• [AIM OF THE EXERCISE] Switch "road marking" to "lane marking" in the lines from the one holding "Can you find the road" through the one holding "x=566, y=1128", inclusive, and write out only those lines again with nothing else changed.

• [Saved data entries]
* * *

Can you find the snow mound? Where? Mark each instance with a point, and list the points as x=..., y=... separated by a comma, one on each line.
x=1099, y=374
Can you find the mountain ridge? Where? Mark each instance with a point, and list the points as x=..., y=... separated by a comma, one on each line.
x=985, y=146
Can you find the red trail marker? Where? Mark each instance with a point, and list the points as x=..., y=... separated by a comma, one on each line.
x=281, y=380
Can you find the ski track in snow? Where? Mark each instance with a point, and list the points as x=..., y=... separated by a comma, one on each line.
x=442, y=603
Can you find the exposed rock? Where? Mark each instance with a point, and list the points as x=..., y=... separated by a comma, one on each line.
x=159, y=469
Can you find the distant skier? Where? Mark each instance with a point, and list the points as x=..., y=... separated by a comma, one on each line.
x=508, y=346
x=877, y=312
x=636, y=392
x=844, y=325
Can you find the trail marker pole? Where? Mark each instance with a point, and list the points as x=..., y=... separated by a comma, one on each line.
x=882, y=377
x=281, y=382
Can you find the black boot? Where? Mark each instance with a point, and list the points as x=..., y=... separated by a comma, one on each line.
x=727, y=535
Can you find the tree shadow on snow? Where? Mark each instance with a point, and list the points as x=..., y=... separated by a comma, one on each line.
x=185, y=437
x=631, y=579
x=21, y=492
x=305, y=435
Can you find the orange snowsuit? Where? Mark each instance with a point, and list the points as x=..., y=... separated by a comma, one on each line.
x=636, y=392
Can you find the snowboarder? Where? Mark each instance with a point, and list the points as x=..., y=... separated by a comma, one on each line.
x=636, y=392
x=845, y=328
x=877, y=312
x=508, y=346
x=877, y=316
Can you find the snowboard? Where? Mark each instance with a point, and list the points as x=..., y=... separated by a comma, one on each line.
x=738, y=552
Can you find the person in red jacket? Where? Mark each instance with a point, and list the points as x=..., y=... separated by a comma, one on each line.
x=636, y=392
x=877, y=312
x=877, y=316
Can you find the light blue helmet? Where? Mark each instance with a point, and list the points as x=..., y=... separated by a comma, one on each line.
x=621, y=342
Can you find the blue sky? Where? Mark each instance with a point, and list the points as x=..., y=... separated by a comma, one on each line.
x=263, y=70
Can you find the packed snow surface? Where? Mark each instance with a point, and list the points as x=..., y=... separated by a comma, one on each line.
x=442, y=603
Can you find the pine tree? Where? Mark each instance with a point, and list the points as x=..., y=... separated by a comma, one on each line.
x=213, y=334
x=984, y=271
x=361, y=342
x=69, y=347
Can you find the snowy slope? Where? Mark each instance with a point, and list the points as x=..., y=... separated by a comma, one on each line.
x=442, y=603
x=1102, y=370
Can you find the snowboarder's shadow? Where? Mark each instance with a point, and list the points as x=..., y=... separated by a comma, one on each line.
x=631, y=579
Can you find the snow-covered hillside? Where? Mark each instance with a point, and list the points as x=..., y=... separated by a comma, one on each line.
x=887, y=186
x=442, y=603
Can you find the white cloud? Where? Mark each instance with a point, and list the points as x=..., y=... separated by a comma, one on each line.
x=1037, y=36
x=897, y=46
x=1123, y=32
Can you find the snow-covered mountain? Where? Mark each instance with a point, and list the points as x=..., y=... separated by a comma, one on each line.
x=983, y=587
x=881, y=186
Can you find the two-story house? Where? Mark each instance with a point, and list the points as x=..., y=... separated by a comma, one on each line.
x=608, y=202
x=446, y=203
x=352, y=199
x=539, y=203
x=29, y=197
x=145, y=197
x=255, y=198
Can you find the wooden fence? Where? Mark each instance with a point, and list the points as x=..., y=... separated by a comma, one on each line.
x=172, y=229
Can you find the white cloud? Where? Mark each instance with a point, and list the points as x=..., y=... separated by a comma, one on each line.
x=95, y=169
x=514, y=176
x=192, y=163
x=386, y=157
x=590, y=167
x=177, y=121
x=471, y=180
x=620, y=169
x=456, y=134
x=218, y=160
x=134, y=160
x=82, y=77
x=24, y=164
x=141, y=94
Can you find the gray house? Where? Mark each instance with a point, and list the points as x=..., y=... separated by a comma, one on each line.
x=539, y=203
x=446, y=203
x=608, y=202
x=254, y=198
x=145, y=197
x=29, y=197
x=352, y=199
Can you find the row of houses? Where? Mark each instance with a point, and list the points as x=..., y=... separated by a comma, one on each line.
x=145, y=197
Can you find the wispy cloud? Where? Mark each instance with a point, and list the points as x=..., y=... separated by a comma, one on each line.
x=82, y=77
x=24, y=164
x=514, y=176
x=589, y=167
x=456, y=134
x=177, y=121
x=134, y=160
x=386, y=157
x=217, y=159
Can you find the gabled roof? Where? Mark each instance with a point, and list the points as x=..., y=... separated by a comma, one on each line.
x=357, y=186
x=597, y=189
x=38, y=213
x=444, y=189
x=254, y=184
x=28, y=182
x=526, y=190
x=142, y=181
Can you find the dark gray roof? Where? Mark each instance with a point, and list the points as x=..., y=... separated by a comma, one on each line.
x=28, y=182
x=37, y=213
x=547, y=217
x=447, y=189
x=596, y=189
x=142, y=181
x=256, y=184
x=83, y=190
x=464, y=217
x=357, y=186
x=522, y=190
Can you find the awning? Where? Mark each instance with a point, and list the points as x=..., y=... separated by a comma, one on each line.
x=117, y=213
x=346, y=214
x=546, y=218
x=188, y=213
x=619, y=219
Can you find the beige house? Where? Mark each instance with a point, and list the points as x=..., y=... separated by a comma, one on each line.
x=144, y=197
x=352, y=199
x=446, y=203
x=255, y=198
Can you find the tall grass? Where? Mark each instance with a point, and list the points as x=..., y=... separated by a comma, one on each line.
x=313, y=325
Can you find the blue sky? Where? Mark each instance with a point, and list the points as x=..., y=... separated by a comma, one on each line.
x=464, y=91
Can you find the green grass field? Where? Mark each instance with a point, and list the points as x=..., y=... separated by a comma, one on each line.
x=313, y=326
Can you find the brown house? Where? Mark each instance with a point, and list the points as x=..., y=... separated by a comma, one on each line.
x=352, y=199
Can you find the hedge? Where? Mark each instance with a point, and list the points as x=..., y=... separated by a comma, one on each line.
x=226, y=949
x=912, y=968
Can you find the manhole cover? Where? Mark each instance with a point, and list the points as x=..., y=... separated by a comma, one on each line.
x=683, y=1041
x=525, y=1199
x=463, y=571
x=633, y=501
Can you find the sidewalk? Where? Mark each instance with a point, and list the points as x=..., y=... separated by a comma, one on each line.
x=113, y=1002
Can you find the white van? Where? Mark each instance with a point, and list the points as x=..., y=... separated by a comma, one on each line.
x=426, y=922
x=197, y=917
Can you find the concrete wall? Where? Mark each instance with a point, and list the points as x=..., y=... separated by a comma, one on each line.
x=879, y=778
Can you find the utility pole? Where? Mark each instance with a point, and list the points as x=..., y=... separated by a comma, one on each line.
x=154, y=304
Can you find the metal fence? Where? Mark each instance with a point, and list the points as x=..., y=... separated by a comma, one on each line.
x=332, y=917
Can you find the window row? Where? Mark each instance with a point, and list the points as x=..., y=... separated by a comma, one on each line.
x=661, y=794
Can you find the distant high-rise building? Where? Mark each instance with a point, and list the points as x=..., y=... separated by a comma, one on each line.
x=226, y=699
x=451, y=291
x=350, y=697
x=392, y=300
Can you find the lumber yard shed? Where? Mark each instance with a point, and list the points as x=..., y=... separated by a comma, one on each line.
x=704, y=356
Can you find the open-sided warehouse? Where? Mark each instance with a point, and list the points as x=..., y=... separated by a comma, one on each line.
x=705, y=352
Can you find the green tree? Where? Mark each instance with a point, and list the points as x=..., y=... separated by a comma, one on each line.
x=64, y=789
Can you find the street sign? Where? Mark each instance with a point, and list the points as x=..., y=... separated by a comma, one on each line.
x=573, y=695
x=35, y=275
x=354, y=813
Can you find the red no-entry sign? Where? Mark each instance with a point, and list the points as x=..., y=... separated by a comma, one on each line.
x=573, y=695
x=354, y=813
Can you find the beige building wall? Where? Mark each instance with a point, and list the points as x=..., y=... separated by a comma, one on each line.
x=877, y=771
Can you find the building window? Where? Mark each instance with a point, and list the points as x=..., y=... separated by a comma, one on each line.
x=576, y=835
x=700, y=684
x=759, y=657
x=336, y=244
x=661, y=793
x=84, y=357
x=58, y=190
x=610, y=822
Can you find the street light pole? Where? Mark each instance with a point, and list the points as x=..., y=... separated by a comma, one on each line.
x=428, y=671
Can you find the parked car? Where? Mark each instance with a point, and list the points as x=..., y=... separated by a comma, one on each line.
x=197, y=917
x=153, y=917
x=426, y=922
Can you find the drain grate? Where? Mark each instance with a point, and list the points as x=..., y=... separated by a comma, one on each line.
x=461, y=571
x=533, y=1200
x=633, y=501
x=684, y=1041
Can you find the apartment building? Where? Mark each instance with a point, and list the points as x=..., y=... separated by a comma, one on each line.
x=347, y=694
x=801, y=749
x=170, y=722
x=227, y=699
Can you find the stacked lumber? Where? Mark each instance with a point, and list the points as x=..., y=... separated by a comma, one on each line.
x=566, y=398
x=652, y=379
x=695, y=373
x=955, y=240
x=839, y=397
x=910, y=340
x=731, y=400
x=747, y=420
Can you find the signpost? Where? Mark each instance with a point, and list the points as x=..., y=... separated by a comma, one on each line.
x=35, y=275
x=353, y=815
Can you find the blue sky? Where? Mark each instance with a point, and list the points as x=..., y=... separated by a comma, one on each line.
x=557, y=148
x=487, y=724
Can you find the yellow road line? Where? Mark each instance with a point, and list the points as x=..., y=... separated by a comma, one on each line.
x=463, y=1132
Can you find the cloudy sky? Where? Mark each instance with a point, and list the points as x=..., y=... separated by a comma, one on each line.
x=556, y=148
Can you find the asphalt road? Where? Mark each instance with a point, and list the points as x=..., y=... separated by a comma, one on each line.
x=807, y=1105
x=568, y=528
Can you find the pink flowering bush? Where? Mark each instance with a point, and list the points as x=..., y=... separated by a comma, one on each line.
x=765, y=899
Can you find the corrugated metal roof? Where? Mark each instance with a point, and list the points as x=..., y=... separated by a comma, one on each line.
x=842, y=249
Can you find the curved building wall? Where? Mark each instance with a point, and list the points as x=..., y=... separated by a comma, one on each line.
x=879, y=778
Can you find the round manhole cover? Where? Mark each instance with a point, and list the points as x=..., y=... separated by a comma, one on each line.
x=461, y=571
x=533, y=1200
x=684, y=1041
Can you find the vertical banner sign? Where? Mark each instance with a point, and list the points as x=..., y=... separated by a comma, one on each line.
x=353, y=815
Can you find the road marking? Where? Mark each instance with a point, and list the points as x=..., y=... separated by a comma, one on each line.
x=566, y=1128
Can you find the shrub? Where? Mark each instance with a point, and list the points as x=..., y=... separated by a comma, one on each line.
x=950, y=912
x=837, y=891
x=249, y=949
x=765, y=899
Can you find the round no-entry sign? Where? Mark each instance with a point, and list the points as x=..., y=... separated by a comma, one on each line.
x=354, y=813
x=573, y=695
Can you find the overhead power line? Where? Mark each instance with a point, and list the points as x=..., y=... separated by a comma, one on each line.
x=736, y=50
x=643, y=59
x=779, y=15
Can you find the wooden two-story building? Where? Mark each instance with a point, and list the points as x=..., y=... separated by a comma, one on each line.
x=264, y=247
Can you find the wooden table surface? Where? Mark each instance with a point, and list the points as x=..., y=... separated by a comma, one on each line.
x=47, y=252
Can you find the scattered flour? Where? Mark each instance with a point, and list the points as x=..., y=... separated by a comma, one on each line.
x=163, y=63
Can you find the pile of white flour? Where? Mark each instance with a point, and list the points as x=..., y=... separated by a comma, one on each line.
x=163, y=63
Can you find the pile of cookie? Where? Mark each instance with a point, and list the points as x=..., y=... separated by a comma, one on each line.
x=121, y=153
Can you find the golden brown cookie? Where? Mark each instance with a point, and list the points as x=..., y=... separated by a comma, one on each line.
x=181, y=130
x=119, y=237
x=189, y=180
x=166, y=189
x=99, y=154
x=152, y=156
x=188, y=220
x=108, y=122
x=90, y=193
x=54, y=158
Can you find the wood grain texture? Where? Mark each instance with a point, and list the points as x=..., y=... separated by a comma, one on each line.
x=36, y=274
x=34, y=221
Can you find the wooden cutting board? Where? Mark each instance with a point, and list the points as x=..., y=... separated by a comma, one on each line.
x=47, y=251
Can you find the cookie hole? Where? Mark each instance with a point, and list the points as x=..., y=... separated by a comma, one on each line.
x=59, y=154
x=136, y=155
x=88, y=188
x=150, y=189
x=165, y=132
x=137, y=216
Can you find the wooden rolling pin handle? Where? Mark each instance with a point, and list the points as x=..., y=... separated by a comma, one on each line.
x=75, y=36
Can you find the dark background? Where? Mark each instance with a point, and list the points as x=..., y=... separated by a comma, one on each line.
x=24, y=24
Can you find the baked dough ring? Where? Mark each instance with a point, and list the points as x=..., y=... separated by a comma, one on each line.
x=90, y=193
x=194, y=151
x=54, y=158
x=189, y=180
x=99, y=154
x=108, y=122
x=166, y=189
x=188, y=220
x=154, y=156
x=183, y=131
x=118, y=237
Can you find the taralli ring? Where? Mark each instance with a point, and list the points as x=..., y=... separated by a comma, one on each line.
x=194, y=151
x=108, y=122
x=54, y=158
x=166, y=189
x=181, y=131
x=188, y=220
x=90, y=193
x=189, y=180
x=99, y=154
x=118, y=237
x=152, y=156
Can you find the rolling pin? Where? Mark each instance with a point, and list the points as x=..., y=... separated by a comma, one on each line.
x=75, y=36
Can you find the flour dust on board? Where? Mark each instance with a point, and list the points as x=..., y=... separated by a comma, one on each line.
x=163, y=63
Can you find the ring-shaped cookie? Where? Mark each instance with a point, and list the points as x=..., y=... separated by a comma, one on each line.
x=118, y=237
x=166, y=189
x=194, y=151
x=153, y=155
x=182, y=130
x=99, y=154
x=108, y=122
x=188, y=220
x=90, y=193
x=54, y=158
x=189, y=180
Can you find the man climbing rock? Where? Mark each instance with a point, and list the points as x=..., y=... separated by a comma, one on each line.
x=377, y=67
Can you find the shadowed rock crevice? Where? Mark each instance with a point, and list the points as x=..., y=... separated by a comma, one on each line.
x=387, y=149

* * *

• [ANSWER IN FULL]
Can you find the lane marking? Where? Mark each instance with a point, and list the points as x=..., y=... separated by a comma, one on each line.
x=566, y=1128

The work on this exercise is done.